- What to work on: Find the line that contains "of the lantern" in the entries below. Output it and each later line exactly, and nothing else.

- Exercise inputs:
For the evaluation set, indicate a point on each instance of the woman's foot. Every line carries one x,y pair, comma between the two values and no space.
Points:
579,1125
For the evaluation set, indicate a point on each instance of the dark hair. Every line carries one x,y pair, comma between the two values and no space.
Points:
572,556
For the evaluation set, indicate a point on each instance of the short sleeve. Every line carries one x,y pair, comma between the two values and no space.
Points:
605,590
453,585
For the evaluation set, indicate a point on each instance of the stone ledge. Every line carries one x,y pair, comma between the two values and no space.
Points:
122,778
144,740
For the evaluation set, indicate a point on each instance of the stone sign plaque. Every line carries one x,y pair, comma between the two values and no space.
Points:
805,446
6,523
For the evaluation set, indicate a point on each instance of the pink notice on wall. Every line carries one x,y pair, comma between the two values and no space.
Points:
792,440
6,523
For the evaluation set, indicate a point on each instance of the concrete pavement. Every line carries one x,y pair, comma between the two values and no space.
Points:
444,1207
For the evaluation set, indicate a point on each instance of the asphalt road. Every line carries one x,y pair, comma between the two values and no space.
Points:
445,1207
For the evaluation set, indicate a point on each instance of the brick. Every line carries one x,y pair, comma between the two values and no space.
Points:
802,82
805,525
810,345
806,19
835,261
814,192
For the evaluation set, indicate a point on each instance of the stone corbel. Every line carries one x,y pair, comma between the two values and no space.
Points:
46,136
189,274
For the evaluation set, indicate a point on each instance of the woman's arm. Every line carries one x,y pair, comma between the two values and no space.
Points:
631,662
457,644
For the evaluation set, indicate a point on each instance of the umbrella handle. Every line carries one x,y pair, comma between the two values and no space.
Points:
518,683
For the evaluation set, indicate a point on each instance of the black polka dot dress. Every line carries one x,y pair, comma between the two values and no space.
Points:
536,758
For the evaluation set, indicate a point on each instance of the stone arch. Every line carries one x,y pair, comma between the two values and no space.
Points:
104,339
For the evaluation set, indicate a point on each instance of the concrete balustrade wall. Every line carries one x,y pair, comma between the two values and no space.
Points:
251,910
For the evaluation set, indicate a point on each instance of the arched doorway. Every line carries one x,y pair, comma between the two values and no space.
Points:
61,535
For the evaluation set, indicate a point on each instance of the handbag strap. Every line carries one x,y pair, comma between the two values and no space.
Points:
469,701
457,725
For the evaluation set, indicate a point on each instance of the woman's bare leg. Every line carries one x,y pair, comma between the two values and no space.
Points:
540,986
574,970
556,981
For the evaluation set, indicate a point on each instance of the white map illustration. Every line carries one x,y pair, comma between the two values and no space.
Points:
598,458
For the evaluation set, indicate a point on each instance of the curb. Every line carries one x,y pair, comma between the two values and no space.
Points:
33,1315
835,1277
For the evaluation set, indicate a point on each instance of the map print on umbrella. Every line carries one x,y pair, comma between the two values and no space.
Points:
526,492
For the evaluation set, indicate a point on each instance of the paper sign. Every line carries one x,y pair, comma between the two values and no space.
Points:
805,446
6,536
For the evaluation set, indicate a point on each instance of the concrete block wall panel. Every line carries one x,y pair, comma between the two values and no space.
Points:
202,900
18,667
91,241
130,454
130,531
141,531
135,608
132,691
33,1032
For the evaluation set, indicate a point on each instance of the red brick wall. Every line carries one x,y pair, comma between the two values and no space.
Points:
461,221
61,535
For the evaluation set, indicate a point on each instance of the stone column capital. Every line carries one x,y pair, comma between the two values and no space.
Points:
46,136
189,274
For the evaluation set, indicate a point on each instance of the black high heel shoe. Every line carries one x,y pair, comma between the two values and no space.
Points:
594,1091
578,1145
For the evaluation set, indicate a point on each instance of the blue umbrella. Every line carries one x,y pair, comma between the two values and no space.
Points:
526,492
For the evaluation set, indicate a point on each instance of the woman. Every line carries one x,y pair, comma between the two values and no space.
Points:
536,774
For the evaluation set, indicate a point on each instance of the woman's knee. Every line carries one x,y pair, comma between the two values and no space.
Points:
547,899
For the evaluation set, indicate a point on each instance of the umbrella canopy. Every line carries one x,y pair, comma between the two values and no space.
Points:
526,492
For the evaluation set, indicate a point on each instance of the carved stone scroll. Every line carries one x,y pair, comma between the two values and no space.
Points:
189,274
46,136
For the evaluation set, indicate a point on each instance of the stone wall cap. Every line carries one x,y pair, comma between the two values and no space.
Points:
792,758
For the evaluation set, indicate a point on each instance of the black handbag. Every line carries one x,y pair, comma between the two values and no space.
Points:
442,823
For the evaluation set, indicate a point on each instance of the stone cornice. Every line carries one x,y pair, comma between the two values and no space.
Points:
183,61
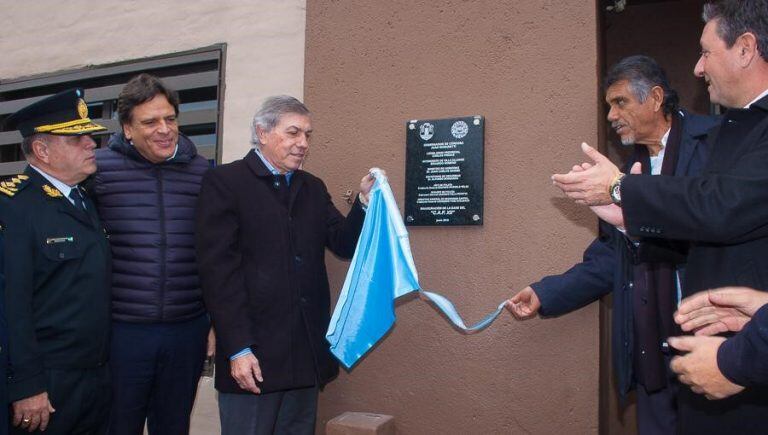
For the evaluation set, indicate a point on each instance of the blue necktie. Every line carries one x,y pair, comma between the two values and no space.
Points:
381,271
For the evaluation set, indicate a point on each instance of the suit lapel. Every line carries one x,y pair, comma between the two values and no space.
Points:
57,198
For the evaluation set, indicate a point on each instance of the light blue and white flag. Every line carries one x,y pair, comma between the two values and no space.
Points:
381,271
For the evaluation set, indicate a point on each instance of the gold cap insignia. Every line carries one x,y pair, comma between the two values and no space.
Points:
82,108
52,191
10,186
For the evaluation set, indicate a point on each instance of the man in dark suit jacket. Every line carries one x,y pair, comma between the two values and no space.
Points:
722,211
642,274
262,228
57,272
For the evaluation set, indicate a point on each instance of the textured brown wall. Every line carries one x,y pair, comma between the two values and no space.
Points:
531,69
669,32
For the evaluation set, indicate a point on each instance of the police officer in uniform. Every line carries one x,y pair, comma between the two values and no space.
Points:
57,275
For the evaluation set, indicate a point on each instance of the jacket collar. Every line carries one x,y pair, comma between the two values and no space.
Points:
39,183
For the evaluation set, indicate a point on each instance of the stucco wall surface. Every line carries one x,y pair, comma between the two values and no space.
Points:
531,69
265,44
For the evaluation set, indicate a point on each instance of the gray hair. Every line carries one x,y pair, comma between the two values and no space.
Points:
737,17
643,73
270,112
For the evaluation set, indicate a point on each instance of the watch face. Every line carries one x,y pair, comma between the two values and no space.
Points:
616,193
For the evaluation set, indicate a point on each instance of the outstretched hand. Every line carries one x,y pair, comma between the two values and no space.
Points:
698,367
589,186
720,310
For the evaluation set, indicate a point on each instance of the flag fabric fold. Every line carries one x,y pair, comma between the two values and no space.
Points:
382,270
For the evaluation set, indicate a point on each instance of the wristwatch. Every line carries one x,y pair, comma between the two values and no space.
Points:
615,189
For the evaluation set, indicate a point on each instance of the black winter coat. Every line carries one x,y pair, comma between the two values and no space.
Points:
261,251
148,211
607,264
57,285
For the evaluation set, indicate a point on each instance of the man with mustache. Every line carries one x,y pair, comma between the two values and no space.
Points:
57,271
263,225
642,275
722,211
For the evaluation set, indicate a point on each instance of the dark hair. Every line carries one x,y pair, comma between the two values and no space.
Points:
643,73
268,115
737,17
139,90
26,143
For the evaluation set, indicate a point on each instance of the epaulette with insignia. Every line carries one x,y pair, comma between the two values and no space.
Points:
11,185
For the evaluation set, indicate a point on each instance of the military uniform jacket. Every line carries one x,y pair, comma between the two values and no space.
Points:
57,271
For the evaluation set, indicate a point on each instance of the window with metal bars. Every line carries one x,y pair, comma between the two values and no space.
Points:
197,76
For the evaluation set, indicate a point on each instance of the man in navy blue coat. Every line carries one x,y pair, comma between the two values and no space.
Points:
742,360
642,275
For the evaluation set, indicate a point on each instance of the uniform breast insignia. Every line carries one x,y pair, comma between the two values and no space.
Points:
10,186
52,191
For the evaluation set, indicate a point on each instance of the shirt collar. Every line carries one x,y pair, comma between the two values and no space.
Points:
63,187
269,166
765,92
665,138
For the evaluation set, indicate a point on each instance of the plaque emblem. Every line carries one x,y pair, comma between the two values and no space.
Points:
52,191
82,109
459,129
426,131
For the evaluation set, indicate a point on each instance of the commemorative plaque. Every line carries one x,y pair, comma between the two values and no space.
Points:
444,171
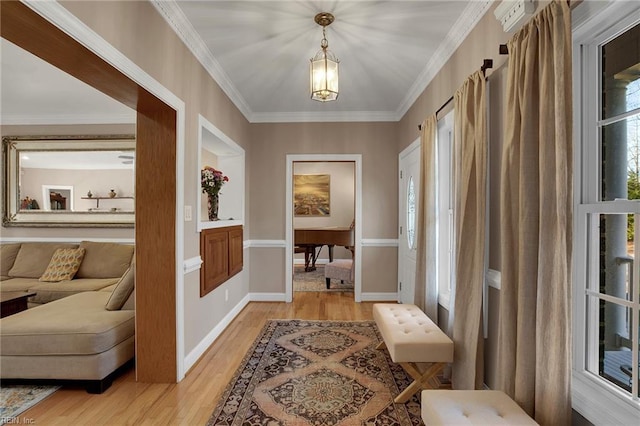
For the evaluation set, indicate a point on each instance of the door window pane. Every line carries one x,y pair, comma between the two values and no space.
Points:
615,356
620,68
620,153
614,249
411,214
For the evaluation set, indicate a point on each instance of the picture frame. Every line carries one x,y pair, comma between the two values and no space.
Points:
312,195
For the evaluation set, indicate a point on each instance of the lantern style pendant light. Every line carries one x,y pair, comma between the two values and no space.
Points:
324,66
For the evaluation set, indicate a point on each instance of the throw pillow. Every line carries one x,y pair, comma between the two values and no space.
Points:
63,265
123,290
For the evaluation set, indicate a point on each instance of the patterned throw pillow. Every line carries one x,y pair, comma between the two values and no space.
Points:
63,265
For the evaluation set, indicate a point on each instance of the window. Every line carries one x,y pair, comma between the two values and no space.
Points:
444,215
411,214
607,190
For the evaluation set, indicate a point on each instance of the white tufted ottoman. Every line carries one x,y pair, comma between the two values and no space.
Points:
471,407
412,338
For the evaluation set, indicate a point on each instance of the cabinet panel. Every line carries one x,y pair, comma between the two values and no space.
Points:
235,251
221,253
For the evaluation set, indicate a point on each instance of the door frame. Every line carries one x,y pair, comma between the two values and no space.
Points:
357,160
131,85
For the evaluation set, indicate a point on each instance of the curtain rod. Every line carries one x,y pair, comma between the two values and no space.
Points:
504,50
486,64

- Expected output:
For the evaluation set, indicate a point on each instance of the lantern style pendant light. Every line carries one x,y pair, comma between the two values and no space.
Points:
324,66
For the evaluation set, indicate a point on each instance of the throw pillow. Every line carries one x,y pair, comma between the two values and no space.
Points:
63,265
123,290
For the evaluation set, indicate a point on each instance of the patterned throw pillow. Every line carries one x,y pair, comma between the two values and no space.
Points:
63,265
For the evaluation set, indicate a point on each instance of the window. Every line carries one x,y pair, comma between the two values and no space.
Points:
444,215
411,214
607,190
For the evaluation set, indicate a point on each instance of the white tufted ottoman. Every line carries one x,y pair, comma between the two values and no space.
Points:
471,407
412,338
For the evaluation set, indicate a point on each instance of the cabinet panel. Every line carries one x,y pair, comma between the two values and no space.
Points:
235,251
221,253
For the evaluation set, indicate a point on each instance of the door frame. Every line carries one x,y pair, comma between the two values and no space.
Points:
357,160
131,85
For the evaluation set, indicate a point on each instance of the curtain rod. Every line carries one x,y pair, comma between the two values and no space.
Points:
504,50
486,64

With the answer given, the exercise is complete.